# WANTED - Fork Alignment Gauge / Tool / Fixture



## dougfisk (Dec 21, 2012)

I have more than my share of bent forks and I ride a lot.  I could really use a fork alignment setup as formerly offerred by Park.  I think the ID # are Park FCG-1, Park FT-4, and VAR 478.  Does anyone know where I can find one?


----------



## Iverider (Dec 21, 2012)

Do forks really bend that much? I guess they didn't have Chromoly back in the day, but that kinda sucks! I do remember my HI-TEN Peugot mtb that I learned to bunny-hop on always had a long trail fork because of it. I straightened it back up by ramming it repeatedly into a parking block. Oh to be twelve again!


----------



## bike (Dec 21, 2012)

*many an old hand in a bike shop*

rams the bike into a wall... with finess of course...
I have an old rig that is like a tire jack


----------



## sm2501 (Dec 21, 2012)

bike said:


> rams the bike into a wall... with finess of course...




Make sure your tire is inflated...actually over inflated...but that's the way us old school guys do it!


----------



## dougfisk (Apr 13, 2013)

Walker said:
			
		

> Here's a bump for ya.  Pretty sure this is the tool you are looking for.  Sorry though, cant part with mine but I'll keep my eyes open




YES! - that is one of them.  I think they have been sold under ID# Park FCG-1, Park FT-4, and VAR 478.  I have about 20 bent forks and I need this!!


----------



## John (Apr 14, 2013)

You can do it like this.
http://www.youtube.com/watch?v=4q7LmVSgIPk

Or I am making a few and can trade for parts.
John


----------



## sm2501 (Apr 14, 2013)

John said:


> You can do it like this.
> http://www.youtube.com/watch?v=4q7LmVSgIPk
> 
> Or I am making a few and can trade for parts.
> John




I had a set of cranks that were out of sync so i ran over them with my truck and straightened them right out!


----------



## aasmitty757 (Apr 14, 2013)

*Park Tool*

This style is still available, but it is not as good as the one you are looing for. Not my listing.

http://www.ebay.com/itm/Park-Tool-F...254?pt=LH_DefaultDomain_0&hash=item1c31644d46


----------



## pedal4416 (Apr 14, 2013)

aasmitty757 said:


> This style is still available, but it is not as good as the one you are looing for. Not my listing.
> 
> http://www.ebay.com/itm/Park-Tool-F...254?pt=LH_DefaultDomain_0&hash=item1c31644d46




That tools used to bend the fork once its in the alignment tool.

I may have an extra park FT-4, ill take a look.


----------

*Exercise tasks*:
A. Reproduce the part of the fork alignment thread that opens with the words containing "## dougfisk (Dec" and closes with "can find one?".
B. Under which ID numbers does dougfisk think the fork alignment tool has been sold, according to the fork alignment thread?
C. Summarize the fork alignment thread in two sentences.

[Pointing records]
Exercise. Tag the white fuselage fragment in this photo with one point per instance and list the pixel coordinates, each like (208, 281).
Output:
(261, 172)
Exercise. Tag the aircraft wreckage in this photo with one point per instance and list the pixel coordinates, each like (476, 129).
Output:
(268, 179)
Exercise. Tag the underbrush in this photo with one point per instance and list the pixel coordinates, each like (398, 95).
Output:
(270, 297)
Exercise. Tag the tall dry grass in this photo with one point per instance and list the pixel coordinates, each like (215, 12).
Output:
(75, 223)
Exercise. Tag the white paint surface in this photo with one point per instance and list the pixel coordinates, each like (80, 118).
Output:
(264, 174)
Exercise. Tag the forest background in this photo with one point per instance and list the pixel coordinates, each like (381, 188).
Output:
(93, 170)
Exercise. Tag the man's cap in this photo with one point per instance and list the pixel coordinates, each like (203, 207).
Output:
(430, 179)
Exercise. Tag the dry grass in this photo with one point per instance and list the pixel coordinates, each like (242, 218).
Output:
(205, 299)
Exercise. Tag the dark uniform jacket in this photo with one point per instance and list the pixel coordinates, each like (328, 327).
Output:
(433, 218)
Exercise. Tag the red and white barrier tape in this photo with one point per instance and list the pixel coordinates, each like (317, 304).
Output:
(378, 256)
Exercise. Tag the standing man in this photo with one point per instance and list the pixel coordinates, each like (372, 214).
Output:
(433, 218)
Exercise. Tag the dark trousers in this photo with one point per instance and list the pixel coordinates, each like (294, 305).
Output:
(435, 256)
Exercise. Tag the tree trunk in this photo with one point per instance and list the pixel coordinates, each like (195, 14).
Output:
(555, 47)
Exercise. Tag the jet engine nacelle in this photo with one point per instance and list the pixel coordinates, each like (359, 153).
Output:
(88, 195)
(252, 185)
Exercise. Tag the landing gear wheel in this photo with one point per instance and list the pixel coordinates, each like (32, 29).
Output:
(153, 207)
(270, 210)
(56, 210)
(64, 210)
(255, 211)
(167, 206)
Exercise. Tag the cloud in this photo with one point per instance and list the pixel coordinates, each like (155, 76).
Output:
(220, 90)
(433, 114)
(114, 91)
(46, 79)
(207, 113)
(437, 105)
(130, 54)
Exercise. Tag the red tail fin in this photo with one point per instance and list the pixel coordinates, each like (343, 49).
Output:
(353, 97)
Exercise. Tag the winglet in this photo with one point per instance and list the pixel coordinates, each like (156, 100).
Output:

==

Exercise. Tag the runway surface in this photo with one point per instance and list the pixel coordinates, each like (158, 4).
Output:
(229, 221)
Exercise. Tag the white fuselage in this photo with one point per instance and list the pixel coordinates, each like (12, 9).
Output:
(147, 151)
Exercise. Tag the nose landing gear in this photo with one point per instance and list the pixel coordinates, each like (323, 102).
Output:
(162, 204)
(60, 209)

* * *

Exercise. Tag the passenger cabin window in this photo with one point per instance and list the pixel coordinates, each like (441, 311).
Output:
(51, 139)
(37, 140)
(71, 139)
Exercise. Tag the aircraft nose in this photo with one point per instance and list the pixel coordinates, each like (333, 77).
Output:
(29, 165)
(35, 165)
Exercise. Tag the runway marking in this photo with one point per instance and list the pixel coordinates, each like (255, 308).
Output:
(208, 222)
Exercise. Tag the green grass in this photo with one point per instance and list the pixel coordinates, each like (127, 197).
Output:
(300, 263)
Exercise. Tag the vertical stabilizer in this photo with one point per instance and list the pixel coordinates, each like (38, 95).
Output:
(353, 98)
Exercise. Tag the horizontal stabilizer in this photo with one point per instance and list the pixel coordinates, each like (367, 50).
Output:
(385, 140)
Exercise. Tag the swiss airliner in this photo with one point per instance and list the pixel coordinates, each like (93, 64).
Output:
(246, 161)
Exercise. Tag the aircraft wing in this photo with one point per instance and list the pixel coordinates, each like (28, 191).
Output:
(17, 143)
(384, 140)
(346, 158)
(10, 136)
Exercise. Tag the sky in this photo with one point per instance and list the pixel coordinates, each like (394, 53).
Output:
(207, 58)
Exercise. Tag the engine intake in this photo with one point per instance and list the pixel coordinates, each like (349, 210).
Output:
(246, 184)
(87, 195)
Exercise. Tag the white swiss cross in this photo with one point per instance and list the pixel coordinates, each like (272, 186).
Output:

*Task-by-task answers*:
A.
## dougfisk (Dec 21, 2012)

I have more than my share of bent forks and I ride a lot.  I could really use a fork alignment setup as formerly offerred by Park.  I think the ID # are Park FCG-1, Park FT-4, and VAR 478.  Does anyone know where I can find one?

B. Park FCG-1, Park FT-4, and VAR 478.

C. Dougfisk, who has about 20 bent forks, asks where to find a fork alignment setup formerly offered by Park. Other posters describe straightening bent parts by force, John offers a video and a tool he is making in trade for parts, aasmitty757 links a lesser style still available, and pedal4416 says he may have an extra Park FT-4.